__What is needed__
Transcribe every line of the records below verbatim, omitting the pictures from your answer.

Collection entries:
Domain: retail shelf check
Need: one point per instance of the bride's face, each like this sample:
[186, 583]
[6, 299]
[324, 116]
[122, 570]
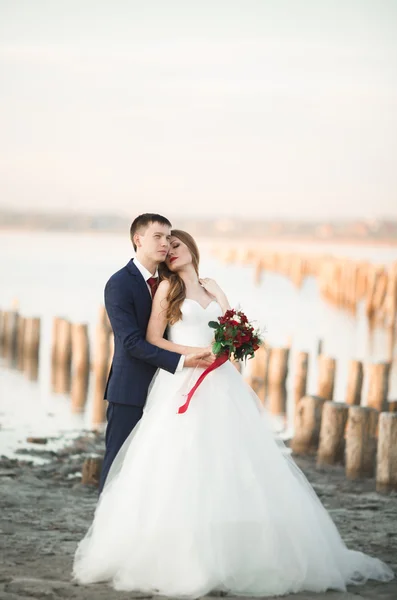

__Response for this exercise__
Domain: retail shelf check
Need: one point per instance of the bride's face, each like this sample:
[186, 583]
[6, 299]
[324, 116]
[122, 570]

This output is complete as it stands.